Exercise description ▸ Using the entries below, give the count of lines that hold "From". Say nothing besides the number.

═════ Available records ═════

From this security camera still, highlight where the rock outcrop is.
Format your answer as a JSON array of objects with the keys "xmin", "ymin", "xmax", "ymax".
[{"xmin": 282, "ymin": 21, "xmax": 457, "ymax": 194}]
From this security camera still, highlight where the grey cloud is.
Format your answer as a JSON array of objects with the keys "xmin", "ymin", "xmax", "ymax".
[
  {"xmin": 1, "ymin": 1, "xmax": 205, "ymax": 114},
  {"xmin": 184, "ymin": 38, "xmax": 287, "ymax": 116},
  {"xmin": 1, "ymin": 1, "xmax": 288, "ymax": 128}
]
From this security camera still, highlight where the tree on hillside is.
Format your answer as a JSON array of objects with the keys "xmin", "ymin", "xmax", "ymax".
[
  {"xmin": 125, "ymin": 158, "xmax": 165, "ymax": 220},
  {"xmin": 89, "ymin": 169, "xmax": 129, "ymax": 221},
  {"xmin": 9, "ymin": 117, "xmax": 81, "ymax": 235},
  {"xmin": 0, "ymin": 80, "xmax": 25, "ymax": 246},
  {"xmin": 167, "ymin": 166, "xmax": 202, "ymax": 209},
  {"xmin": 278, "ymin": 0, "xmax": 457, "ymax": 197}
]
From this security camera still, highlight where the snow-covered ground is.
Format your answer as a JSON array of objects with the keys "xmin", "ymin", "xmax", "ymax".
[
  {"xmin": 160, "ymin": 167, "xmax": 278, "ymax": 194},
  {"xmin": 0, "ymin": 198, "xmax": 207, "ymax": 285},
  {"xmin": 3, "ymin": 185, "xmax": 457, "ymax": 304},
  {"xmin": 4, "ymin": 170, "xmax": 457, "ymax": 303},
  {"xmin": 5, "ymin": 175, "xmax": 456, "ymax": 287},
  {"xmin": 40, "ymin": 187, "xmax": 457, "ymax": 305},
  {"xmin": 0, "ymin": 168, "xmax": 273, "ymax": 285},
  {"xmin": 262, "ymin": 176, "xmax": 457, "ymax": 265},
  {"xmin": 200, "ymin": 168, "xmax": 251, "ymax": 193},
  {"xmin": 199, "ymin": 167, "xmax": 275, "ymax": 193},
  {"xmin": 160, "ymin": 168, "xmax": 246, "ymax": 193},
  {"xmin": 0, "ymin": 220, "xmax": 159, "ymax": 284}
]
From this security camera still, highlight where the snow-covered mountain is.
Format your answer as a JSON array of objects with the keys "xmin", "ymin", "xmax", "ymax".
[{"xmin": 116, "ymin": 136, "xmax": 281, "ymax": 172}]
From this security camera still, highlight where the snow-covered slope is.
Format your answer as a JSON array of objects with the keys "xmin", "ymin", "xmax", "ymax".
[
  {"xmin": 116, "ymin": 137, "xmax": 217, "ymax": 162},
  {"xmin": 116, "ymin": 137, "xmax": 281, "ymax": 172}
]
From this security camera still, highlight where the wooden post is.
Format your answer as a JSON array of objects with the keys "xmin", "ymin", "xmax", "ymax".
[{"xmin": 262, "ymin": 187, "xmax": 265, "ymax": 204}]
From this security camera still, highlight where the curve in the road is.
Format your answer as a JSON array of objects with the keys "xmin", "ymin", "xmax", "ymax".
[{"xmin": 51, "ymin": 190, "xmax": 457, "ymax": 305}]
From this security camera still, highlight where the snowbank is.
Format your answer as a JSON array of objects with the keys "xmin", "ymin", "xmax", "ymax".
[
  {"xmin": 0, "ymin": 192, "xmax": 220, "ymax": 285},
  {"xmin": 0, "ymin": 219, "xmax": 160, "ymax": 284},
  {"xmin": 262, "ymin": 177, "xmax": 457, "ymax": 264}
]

═════

Result of this exercise ▸ 9